A Rehabilitation Case Study

I thought I would do something slightly different for my blog on this occasion and write up a case study of a horse I have recently been seeing.

The horse was referred to me after being treated at Newmarket equine hospital and being investigated after a history of bucking, despite having a great season previously. They found some mild irritation around the sacroiliac joint, which was injected with steroids, but other than that not a lot. Further examination revealed that unfortunately the saddle being used was affecting her way of going and causing discomfort throughout the back. The vets suggested resting, changing the saddle and a course of physiotherapy to rehabilitate back into work.

When I first saw the horse there was moderate muscle atrophy through the epaxial muscles, these are the muscles that run along the top of the horses back, also known as the ‘top line’ muscles. It was noted that the development of these muscles appeared to be restricted. She also struggled to complete a tight circle in either direction, so some restricted movement in the thoracic spine. Furthermore she struggled to tilt her pelvis downwards, this means she was not able tuck her pelvis under, which is likely to cause problems when completing transitions, canter work and jumping.

She was quite tender on palpation, so as a first treatment we mostly focused on myofascial release, a technique used to gently stretch the fascia. Fascia is a connective tissue that lies superficial to the muscle. It is highly innovated and a common source of tenderness in both horse and human (see left)

We discussed her home exercise program, this is often the most important, and sadly commonly over looked part of a physiotherapy treatment. However the owners here were dedicated and already completing regular baited stretches. They were also encouraged to gradually start walk work in hand and in a pessoa in a long and low position. This encourages the horse to work through their hind limbs and back muscles, ensuring they are strong enough for when the rider comes to sit back on top.

We followed her up two weeks later and reviewed how she was working on the pessoa, I was pleased to see she was working in a lovely long low outline, much like in the photo above, but in walk. It is important to remember that not all horses will tolerate the pessoa, there are many different aids out there, and many ways to ensure you get the best from your horse, sometimes it takes a little trial and error to find which is the most suitable for your horse.

I was pleased to find that the horse here was feeling much better. There was far less muscle spasm and improving muscle bulk through the epaxials. However there was one point where we found a particularly stubborn trigger point (see facebook post from a few months again to learn more about trigger points https://www.jhhphysiotherapy.com.au/blog/2017/1/7/myofascial-trigger-points )

» **Task objective**
Please reproduce everything in the horse rehabilitation case study from "We discussed her" down to "back on top.". These entries are unrelated to the horse rehabilitation case study.

Entries drawn from a dataset
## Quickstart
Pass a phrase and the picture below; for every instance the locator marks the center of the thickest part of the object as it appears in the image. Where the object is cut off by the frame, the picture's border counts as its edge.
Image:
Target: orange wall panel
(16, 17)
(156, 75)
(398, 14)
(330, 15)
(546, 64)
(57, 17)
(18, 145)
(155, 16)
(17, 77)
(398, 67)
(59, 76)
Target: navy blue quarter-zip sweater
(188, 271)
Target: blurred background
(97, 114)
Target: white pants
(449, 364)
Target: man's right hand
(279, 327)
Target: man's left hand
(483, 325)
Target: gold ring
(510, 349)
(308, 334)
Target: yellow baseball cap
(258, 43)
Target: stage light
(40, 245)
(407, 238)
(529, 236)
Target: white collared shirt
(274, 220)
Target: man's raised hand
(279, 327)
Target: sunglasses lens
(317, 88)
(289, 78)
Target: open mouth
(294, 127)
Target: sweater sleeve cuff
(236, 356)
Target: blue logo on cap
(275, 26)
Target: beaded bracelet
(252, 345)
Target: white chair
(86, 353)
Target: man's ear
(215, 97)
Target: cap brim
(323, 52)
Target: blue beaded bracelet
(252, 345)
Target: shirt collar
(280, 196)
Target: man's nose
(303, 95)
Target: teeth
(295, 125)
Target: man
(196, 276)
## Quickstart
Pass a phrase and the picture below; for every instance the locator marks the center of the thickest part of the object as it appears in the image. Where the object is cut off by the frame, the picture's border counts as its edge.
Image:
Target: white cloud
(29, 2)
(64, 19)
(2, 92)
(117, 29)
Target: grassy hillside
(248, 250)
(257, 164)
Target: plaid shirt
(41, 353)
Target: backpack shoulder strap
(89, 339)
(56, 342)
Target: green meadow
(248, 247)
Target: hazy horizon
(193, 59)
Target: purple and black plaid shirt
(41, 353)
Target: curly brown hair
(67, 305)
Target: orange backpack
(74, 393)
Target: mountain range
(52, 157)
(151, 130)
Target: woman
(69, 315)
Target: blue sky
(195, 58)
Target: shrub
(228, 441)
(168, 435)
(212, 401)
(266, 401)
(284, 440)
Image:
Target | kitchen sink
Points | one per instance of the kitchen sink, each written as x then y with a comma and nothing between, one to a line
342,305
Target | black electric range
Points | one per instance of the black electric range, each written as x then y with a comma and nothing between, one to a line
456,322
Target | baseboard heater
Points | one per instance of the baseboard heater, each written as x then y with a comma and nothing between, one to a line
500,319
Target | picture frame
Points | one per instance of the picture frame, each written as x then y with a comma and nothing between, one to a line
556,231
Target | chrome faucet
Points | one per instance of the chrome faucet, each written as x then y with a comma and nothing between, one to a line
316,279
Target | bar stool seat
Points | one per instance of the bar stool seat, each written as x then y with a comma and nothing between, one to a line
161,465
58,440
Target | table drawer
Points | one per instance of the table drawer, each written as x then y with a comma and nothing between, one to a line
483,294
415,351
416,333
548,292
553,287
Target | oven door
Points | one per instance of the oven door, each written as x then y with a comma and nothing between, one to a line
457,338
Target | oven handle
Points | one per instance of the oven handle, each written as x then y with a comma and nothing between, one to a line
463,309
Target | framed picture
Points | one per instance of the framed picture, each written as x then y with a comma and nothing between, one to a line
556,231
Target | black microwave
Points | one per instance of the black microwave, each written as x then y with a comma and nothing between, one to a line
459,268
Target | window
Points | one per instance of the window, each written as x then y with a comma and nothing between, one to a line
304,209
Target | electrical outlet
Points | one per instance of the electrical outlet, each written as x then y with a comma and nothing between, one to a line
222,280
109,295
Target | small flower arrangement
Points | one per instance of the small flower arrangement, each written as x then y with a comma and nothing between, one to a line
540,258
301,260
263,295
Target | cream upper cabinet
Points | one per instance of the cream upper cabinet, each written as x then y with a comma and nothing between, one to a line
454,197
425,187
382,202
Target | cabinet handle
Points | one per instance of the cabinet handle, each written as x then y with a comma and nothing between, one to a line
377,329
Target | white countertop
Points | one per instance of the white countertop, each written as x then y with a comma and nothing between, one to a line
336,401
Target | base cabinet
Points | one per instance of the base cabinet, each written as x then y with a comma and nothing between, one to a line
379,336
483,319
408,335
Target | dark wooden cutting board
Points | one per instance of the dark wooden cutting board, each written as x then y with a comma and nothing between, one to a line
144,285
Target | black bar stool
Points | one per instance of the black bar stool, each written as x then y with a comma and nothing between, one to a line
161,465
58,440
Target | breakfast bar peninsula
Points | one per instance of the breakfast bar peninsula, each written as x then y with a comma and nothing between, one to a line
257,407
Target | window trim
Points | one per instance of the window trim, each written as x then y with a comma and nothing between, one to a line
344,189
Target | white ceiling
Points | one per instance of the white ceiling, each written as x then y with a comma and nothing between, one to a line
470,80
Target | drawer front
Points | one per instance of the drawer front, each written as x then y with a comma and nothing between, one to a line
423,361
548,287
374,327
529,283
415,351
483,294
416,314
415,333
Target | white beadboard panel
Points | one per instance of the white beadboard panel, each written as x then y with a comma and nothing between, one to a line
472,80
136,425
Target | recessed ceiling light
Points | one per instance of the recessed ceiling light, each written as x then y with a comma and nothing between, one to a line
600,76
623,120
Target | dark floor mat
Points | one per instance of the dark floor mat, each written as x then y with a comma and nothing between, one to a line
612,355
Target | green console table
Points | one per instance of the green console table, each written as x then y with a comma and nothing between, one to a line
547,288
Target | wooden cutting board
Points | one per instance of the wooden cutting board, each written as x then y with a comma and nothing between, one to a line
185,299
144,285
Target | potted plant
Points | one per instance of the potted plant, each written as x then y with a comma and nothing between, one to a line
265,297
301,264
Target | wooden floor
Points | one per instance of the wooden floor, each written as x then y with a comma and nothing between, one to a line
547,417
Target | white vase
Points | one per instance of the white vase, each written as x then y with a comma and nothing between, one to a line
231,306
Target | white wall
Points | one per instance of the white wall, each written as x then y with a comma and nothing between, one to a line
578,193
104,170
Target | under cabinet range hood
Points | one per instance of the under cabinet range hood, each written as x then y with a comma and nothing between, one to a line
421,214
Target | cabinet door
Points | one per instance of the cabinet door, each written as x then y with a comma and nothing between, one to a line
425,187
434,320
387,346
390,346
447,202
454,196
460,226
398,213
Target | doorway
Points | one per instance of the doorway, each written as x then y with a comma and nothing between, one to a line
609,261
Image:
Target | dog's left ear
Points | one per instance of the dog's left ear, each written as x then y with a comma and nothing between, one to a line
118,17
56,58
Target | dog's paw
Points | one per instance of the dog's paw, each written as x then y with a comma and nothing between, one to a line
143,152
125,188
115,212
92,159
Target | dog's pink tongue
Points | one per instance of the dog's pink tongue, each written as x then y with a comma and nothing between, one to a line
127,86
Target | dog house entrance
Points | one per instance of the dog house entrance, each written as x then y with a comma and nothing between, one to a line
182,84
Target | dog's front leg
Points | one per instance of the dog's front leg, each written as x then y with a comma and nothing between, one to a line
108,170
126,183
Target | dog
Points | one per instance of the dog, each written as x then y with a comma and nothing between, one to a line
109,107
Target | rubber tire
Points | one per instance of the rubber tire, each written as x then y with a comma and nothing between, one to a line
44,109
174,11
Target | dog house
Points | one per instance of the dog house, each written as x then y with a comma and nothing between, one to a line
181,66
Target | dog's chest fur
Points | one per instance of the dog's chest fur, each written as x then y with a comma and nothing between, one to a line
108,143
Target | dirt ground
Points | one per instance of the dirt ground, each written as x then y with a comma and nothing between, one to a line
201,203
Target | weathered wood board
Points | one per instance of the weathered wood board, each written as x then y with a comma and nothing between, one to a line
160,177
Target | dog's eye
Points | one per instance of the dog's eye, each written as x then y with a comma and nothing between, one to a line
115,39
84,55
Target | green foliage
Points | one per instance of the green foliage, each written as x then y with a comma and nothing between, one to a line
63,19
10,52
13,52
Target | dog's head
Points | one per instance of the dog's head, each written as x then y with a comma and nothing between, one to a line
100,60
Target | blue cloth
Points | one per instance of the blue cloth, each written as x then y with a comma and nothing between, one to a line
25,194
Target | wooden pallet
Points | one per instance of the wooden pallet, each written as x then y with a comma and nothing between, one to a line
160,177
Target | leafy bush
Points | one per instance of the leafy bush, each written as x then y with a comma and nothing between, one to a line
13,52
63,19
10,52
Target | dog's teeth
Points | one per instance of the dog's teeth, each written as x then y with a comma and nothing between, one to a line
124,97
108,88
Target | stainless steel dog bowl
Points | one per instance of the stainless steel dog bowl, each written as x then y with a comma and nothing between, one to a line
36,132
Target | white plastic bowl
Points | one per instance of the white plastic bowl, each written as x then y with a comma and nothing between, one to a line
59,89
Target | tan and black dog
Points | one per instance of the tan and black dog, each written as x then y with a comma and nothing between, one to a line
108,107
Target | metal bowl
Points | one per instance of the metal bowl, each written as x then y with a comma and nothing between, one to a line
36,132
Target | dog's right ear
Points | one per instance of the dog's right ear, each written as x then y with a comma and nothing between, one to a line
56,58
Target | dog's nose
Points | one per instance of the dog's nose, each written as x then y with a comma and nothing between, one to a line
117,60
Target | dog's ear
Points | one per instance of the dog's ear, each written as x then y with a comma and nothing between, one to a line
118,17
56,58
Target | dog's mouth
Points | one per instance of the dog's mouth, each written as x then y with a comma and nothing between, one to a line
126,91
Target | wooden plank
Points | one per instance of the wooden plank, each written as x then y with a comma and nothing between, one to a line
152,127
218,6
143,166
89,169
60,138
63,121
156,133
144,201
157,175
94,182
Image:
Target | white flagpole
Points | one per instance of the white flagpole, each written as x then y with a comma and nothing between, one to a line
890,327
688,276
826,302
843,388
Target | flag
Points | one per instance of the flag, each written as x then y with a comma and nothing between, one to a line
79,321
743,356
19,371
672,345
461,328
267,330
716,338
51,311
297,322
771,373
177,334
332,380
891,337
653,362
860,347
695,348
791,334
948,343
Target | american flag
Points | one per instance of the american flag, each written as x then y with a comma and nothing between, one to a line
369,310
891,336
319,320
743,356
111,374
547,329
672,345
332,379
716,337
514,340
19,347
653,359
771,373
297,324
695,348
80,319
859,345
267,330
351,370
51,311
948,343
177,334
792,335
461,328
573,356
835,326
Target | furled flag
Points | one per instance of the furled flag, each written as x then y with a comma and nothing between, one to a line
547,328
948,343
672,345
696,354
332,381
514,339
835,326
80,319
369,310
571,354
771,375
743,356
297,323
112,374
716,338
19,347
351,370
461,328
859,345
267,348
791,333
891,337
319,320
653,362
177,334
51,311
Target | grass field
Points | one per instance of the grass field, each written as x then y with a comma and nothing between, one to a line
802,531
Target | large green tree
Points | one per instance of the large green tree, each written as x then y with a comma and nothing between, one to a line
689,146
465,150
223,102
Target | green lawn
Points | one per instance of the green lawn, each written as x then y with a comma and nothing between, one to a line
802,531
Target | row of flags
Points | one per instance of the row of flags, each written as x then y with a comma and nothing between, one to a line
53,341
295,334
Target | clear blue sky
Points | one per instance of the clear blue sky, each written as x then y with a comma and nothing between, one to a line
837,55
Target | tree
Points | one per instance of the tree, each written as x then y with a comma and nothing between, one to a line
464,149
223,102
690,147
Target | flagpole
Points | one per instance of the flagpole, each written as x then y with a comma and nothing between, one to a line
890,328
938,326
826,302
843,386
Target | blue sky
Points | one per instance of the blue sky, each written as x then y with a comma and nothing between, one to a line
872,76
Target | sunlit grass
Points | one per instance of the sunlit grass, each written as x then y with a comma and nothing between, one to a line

» **Reply to the exercise**
We discussed her home exercise program, this is often the most important, and sadly commonly over looked part of a physiotherapy treatment. However the owners here were dedicated and already completing regular baited stretches. They were also encouraged to gradually start walk work in hand and in a pessoa in a long and low position. This encourages the horse to work through their hind limbs and back muscles, ensuring they are strong enough for when the rider comes to sit back on top.